**THE PROBLEM**
Reproduce word for word the part of the listing below that opens with the line containing "locate the hilltop" and closes with the line containing "[283, 101, 315, 125]", both included. Return only those lines.

**INPUT RECORDS**

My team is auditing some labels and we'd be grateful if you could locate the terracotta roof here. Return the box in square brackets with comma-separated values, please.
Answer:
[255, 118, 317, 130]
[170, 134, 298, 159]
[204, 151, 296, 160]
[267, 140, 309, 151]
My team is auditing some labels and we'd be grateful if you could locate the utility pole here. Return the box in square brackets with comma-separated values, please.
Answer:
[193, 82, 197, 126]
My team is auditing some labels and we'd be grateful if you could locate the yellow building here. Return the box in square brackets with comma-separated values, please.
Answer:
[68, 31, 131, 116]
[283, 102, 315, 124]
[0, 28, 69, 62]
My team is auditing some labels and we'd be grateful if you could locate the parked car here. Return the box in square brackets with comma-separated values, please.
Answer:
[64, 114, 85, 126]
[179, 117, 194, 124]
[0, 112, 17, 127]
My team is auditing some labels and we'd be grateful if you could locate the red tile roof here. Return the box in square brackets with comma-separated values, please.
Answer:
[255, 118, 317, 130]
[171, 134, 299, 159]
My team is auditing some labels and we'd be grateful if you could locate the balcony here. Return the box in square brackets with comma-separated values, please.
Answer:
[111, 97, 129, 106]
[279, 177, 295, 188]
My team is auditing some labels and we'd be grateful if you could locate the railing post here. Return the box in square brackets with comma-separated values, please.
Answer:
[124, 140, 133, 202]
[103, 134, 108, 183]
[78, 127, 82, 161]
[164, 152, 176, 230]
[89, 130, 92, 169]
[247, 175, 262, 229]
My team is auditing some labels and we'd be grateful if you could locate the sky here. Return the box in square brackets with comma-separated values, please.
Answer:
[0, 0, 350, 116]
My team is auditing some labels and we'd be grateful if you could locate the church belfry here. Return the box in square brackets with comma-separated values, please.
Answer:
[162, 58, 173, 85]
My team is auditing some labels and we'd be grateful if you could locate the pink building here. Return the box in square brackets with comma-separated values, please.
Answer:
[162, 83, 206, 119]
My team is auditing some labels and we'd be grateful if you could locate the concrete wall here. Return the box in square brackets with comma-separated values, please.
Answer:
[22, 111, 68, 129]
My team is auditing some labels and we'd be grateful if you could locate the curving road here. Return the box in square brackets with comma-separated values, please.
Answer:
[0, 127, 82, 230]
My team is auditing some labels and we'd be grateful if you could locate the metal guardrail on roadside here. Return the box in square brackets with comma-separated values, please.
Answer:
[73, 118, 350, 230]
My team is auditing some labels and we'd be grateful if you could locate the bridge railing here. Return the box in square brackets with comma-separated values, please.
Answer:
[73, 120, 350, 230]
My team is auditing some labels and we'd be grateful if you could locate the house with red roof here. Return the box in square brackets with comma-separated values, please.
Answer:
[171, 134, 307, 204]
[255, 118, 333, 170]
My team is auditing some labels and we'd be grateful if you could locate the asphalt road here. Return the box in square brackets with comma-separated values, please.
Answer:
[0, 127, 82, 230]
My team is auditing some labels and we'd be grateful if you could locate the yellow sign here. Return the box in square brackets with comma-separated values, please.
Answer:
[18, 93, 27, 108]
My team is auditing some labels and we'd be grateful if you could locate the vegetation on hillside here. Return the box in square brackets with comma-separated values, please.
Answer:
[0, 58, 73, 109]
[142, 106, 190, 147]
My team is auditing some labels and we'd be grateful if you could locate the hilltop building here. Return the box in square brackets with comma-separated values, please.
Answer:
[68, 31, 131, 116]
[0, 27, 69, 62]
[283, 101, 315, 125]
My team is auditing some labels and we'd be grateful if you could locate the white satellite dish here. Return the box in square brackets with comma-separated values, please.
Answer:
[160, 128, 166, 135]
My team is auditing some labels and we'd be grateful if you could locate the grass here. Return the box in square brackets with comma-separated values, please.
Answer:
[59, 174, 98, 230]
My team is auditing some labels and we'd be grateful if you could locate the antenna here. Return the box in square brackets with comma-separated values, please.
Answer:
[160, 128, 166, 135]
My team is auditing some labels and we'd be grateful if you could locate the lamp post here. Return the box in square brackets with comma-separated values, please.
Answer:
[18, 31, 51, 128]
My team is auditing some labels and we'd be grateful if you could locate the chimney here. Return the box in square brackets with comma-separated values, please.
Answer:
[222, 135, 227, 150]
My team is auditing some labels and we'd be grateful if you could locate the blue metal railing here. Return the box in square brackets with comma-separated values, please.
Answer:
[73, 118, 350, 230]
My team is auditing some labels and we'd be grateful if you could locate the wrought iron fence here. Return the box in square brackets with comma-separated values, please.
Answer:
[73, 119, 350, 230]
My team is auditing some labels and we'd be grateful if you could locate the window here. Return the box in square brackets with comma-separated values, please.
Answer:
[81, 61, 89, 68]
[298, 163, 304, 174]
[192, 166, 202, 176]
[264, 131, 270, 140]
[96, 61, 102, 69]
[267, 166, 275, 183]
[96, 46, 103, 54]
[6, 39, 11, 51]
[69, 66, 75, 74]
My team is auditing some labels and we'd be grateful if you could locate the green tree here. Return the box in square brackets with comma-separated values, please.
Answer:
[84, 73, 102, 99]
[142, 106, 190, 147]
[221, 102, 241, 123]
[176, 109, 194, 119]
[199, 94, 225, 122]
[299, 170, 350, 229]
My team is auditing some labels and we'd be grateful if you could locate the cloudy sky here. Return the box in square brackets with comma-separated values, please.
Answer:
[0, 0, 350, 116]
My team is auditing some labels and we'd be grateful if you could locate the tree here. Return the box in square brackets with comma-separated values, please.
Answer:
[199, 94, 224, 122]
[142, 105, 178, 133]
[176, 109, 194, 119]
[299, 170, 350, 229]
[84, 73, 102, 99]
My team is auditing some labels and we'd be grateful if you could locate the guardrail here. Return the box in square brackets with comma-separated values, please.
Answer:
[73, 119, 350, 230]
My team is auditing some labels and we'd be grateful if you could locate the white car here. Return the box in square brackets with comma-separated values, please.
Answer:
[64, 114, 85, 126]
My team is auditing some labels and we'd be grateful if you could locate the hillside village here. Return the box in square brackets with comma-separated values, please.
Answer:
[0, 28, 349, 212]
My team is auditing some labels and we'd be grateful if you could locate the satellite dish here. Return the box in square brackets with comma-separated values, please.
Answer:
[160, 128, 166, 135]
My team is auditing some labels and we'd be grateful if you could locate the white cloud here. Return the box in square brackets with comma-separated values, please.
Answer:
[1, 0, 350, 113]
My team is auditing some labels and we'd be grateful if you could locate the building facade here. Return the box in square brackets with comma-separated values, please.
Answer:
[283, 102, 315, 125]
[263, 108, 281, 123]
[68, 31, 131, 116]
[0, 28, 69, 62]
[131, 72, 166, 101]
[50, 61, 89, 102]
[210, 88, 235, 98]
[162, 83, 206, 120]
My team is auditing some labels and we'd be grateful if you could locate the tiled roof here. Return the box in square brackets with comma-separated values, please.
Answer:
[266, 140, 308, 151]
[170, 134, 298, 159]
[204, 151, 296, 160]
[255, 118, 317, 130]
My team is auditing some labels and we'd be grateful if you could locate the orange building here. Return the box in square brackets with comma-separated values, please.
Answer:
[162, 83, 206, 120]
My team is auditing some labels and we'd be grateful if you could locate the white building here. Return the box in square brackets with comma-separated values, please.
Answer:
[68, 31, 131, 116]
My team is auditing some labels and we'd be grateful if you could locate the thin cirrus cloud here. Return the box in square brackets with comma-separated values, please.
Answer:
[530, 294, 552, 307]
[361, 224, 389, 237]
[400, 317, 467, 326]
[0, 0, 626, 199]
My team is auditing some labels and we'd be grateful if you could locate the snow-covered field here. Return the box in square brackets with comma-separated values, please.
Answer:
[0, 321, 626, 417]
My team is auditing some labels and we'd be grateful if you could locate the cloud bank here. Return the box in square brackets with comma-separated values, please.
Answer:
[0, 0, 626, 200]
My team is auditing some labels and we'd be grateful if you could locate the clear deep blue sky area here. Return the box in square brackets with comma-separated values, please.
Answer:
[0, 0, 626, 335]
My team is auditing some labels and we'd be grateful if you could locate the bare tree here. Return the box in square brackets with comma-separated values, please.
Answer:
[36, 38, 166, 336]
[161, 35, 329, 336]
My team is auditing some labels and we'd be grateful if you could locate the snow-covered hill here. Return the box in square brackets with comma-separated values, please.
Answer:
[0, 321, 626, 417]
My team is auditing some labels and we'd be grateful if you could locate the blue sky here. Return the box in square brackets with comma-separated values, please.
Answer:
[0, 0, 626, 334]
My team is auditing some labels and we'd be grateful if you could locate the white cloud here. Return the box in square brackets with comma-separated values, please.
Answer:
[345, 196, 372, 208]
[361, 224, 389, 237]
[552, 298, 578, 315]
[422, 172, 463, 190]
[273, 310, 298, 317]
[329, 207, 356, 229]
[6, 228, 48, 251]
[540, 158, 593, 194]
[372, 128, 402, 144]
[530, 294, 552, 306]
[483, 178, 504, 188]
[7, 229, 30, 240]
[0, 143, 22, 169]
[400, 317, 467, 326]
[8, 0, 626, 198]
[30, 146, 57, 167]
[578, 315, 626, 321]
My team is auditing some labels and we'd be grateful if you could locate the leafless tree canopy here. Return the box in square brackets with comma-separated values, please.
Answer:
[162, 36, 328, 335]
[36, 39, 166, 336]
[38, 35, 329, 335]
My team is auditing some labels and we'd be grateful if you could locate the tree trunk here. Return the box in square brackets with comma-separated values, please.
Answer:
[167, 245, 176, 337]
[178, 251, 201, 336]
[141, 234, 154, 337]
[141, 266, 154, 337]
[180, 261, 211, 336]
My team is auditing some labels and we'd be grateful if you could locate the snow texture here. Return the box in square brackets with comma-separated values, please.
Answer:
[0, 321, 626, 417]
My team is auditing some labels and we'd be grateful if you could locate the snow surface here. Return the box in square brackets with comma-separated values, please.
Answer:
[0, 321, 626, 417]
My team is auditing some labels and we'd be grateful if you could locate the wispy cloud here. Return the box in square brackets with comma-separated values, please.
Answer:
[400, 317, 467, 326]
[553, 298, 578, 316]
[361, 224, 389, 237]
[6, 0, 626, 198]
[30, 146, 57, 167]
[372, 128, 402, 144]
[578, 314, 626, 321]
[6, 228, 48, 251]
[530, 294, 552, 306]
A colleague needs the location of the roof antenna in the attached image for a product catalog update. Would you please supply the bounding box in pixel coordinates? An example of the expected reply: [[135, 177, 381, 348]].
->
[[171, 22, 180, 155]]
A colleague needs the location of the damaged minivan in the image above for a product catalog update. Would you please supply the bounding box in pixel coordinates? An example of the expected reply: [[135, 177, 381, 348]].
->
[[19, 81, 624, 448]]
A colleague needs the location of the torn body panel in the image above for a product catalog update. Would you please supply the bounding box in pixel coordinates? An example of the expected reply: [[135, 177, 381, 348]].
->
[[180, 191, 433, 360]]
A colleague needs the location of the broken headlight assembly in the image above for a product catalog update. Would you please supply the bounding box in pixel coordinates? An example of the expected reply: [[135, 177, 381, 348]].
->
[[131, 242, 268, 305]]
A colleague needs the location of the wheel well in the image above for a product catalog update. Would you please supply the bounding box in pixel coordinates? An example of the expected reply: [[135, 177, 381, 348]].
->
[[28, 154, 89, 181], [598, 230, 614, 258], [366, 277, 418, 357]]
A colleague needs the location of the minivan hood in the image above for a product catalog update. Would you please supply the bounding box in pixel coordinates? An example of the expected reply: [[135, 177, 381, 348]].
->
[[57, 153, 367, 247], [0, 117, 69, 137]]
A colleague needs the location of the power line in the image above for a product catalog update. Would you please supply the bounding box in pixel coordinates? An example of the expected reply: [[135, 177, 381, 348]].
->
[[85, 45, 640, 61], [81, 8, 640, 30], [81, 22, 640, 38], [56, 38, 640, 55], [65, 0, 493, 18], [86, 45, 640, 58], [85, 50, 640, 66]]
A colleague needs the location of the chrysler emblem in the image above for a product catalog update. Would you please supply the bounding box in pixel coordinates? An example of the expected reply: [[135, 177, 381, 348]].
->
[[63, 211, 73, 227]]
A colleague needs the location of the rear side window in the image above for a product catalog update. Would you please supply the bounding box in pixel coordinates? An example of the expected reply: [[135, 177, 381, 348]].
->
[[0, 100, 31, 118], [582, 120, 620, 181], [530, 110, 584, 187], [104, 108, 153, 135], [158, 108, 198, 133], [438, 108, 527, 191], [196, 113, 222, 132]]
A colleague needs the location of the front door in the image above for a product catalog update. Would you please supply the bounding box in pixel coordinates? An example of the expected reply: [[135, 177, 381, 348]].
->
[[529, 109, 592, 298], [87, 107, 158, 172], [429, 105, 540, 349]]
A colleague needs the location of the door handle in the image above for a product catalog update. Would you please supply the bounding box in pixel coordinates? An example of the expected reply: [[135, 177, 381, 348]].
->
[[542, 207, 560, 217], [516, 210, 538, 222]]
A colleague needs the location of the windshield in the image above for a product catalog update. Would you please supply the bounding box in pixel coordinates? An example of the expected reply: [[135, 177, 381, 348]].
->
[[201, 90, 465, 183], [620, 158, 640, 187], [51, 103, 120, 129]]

**TASK OUTPUT**
My team is auditing some labels and we'd be grateful if you could locate the hilltop building here. Return the box in square brackets with comma-separated values, please.
Answer:
[68, 31, 131, 116]
[0, 27, 69, 62]
[283, 101, 315, 125]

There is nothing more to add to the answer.